The task:
Print out all of the data below, keeping it identical to the original.

+---+

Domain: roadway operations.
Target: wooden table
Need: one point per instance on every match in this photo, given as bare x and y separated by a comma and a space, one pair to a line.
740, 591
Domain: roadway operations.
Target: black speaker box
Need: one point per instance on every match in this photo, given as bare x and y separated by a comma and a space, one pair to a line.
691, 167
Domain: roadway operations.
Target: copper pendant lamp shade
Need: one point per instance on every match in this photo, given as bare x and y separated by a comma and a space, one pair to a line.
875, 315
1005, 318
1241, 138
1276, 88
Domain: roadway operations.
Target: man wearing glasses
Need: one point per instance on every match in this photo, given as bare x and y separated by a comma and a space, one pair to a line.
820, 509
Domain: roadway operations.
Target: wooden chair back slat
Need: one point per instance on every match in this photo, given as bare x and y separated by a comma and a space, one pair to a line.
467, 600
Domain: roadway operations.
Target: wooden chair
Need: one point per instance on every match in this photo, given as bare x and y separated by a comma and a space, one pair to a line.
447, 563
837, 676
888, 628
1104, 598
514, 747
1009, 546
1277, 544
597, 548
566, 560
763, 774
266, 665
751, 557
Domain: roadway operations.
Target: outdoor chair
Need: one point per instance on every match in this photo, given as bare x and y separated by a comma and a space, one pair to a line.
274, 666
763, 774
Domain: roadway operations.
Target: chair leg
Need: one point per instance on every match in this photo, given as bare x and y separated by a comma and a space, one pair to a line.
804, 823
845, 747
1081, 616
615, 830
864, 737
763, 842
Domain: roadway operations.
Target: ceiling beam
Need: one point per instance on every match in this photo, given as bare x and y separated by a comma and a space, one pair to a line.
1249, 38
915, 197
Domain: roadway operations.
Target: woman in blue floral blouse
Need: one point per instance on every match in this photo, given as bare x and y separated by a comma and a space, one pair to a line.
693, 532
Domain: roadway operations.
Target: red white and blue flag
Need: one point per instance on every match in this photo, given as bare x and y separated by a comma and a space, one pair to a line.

+---+

Output of the task:
Domain: roadway operations.
Target: wooden table
Need: one point per instance on every match in this photo, given as bare x and y separated by a comma and a space, one pair to a line.
740, 591
Domain: roadway operations.
Target: black speaker box
Need: one point per instance on every match in this photo, given as bare x and y separated by a comma and a space, one pair to a line.
691, 167
Domain: roadway operations.
Target: copper pendant lamp shade
Need: one point per instance on every match in this photo, given as bare x and y separated by a comma and a space, one pair to a line.
875, 315
1005, 318
1241, 138
1276, 88
Domain: roadway operations.
Target: man wearing glasses
Need: one point per instance on every match in this photo, given as bare x and y separated by a comma and a space, one pair to a line.
820, 509
Domain: roadway operations.
Target: wooden chair back slat
Need: one point per instance on every match in this photo, given as bare x and y separated by a comma and a space, one pair to a line.
467, 600
Domain: roadway operations.
Target: wooden chair
Need: one point per instance on every match in this photo, given as bare x and y separated by a comma and a space, one pair to a line.
447, 563
837, 676
888, 628
1104, 598
514, 747
1009, 546
1277, 544
597, 548
566, 560
763, 774
266, 665
751, 557
Domain: roadway operations.
Target: outdoor chair
Need: one point per instance on every match in this photo, given as bare x and y separated by a comma and a space, one pair to a line.
274, 666
763, 774
Domain: roadway operations.
Target: chair leg
Need: one point per instance on every match in this photo, given as bare x and y separated by a comma and a space, one pair to a line.
804, 823
845, 747
1081, 616
615, 830
864, 737
763, 842
Domain: roadway operations.
Target: ceiling beam
Need: one point per instance on every match in this photo, given as bare x and y separated by a comma and a space, one pair to a line.
1249, 38
915, 197
Domain: roadway operations.
Target: woman in blue floral blouse
Need: one point per instance on every match in this photo, given as bare x and y separated by a comma and a space, one pair to a line.
693, 532
Domain: roadway operations.
Target: red white and blue flag
Need: one point per instance on every match in this photo, given as bare x and y separated by a comma and a space, one pair to a line.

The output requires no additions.